* START RECORDS FOR THIS TASK *
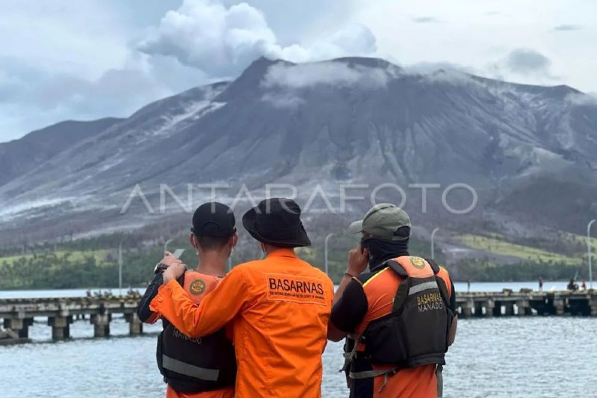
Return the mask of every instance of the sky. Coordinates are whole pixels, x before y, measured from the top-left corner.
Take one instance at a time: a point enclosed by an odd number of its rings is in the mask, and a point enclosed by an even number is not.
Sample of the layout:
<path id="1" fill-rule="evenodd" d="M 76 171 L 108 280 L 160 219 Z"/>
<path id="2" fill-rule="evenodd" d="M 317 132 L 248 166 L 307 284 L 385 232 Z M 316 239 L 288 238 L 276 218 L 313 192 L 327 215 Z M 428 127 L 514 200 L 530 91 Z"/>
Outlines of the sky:
<path id="1" fill-rule="evenodd" d="M 0 142 L 126 117 L 260 56 L 379 57 L 597 92 L 594 0 L 0 0 Z"/>

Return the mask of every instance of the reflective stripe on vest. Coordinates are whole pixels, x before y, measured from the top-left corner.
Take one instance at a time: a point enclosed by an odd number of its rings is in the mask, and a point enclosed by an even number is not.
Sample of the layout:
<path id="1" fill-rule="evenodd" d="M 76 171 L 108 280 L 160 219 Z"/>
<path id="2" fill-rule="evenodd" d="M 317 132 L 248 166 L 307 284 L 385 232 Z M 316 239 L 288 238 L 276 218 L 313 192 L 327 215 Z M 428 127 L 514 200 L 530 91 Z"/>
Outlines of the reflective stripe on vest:
<path id="1" fill-rule="evenodd" d="M 426 282 L 423 283 L 419 283 L 418 285 L 415 285 L 414 286 L 411 286 L 410 289 L 408 291 L 408 295 L 410 296 L 413 294 L 416 294 L 419 292 L 421 292 L 424 290 L 427 290 L 429 289 L 437 289 L 439 287 L 438 282 L 436 281 Z"/>
<path id="2" fill-rule="evenodd" d="M 217 381 L 218 378 L 220 377 L 220 369 L 205 369 L 196 366 L 194 365 L 171 358 L 164 354 L 162 354 L 162 366 L 169 371 L 202 380 Z"/>

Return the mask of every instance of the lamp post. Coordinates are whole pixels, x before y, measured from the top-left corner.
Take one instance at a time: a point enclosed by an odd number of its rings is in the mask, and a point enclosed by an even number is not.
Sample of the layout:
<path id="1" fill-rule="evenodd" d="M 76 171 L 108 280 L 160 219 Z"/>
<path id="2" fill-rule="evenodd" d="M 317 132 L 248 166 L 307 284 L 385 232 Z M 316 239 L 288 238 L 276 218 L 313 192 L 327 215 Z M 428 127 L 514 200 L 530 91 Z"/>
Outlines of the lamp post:
<path id="1" fill-rule="evenodd" d="M 589 260 L 589 288 L 593 288 L 593 270 L 591 267 L 591 226 L 597 221 L 597 219 L 592 220 L 587 224 L 587 258 Z"/>
<path id="2" fill-rule="evenodd" d="M 127 237 L 123 237 L 118 245 L 118 295 L 122 295 L 122 242 Z"/>
<path id="3" fill-rule="evenodd" d="M 166 250 L 168 249 L 168 244 L 169 243 L 170 243 L 171 242 L 172 242 L 173 240 L 174 240 L 174 238 L 172 238 L 171 239 L 168 239 L 168 240 L 166 240 L 165 242 L 164 242 L 164 253 L 166 252 Z"/>
<path id="4" fill-rule="evenodd" d="M 325 246 L 325 274 L 326 275 L 329 275 L 329 273 L 328 273 L 328 241 L 330 240 L 330 238 L 331 237 L 333 236 L 334 236 L 333 233 L 328 233 L 328 236 L 325 237 L 325 244 L 324 245 L 324 246 Z"/>
<path id="5" fill-rule="evenodd" d="M 431 259 L 435 260 L 435 234 L 439 230 L 436 228 L 431 232 Z"/>

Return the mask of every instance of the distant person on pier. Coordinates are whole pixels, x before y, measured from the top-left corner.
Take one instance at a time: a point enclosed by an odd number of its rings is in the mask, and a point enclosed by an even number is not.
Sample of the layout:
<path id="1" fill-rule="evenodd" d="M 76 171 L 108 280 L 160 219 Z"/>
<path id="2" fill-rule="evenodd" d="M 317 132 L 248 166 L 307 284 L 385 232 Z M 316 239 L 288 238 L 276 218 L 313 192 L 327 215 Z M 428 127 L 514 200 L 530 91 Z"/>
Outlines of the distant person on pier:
* END RECORDS FOR THIS TASK *
▸ EXERCISE INSTRUCTIONS
Go through the entries above and output them exactly, without pictures.

▸ FINISHED EXERCISE
Return the mask of every instance of the sky. Coordinates are whole pixels, x before y, measured from the top-left corner.
Take one instance at a time: a point enclosed by an odd number of its rings is in the mask, and a point enclosed by an even number is not.
Sample of the layout:
<path id="1" fill-rule="evenodd" d="M 76 171 L 108 280 L 160 219 Z"/>
<path id="2" fill-rule="evenodd" d="M 317 132 L 248 166 L 307 284 L 385 232 Z M 316 239 L 288 238 L 276 218 L 313 192 L 327 215 Z M 428 127 L 514 200 L 530 91 Z"/>
Outlines of the sky:
<path id="1" fill-rule="evenodd" d="M 0 142 L 126 117 L 260 56 L 379 57 L 597 92 L 594 0 L 0 0 Z"/>

Return the mask of every instance of the reflective stripe on vest. Coordinates are whole pixels, x before y, measured from the top-left corner.
Take one instance at a time: a point enclosed by an odd number of its rings is in the mask, and a point enclosed by an even number is not.
Sample of the layout:
<path id="1" fill-rule="evenodd" d="M 76 171 L 108 280 L 160 219 Z"/>
<path id="2" fill-rule="evenodd" d="M 317 132 L 248 166 L 307 284 L 385 232 Z M 316 239 L 288 238 L 276 218 L 313 192 L 327 215 Z M 428 127 L 514 200 L 530 91 Z"/>
Outlines of the reflective stripe on vest:
<path id="1" fill-rule="evenodd" d="M 426 282 L 423 283 L 419 283 L 418 285 L 415 285 L 414 286 L 411 286 L 410 289 L 408 291 L 408 295 L 410 296 L 413 294 L 416 294 L 419 292 L 421 292 L 424 290 L 427 290 L 429 289 L 437 289 L 439 287 L 438 282 L 436 281 Z"/>
<path id="2" fill-rule="evenodd" d="M 217 381 L 218 378 L 220 377 L 220 369 L 205 369 L 196 366 L 194 365 L 171 358 L 164 354 L 162 354 L 162 366 L 169 371 L 202 380 Z"/>

Return the mask of every instance of the lamp post. Coordinates are whole pixels, x before y, measured from the top-left corner.
Take one instance at a time: a point enclosed by an odd number of its rings is in the mask, and a point enclosed by an even number is not.
Sample of the layout:
<path id="1" fill-rule="evenodd" d="M 76 171 L 108 280 L 160 219 Z"/>
<path id="2" fill-rule="evenodd" d="M 317 132 L 248 166 L 307 284 L 385 232 Z M 316 239 L 288 238 L 276 218 L 313 192 L 327 215 Z M 428 127 L 514 200 L 530 91 Z"/>
Outlines of the lamp post:
<path id="1" fill-rule="evenodd" d="M 589 260 L 589 288 L 593 288 L 593 270 L 591 267 L 591 226 L 597 221 L 597 219 L 592 220 L 587 224 L 587 258 Z"/>
<path id="2" fill-rule="evenodd" d="M 127 237 L 123 237 L 118 245 L 118 295 L 122 295 L 122 242 Z"/>
<path id="3" fill-rule="evenodd" d="M 166 250 L 168 249 L 168 244 L 169 243 L 170 243 L 171 242 L 172 242 L 173 240 L 174 240 L 174 238 L 172 238 L 171 239 L 168 239 L 168 240 L 166 240 L 165 242 L 164 242 L 164 253 L 166 252 Z"/>
<path id="4" fill-rule="evenodd" d="M 325 246 L 325 274 L 326 275 L 329 275 L 329 273 L 328 273 L 328 241 L 330 240 L 330 238 L 331 237 L 333 236 L 334 236 L 333 233 L 328 233 L 328 236 L 325 237 L 325 244 L 324 245 L 324 246 Z"/>
<path id="5" fill-rule="evenodd" d="M 431 259 L 435 260 L 435 234 L 439 230 L 436 228 L 431 232 Z"/>

Return the mask of every instance of the distant person on pier. Coordinates are whole pixels, x before y, measured from the top-left corner.
Take one instance at a time: a point enclosed by an odd number of its rings is in the mask, and a point enclosed by an even number is not.
Sample of the layout:
<path id="1" fill-rule="evenodd" d="M 76 171 L 108 280 L 160 219 Z"/>
<path id="2" fill-rule="evenodd" d="M 317 132 L 248 166 L 307 284 L 385 232 Z M 316 239 L 288 238 L 276 218 L 313 192 L 327 215 Z M 428 127 L 514 200 L 530 91 Z"/>
Outlines of the distant person on pier:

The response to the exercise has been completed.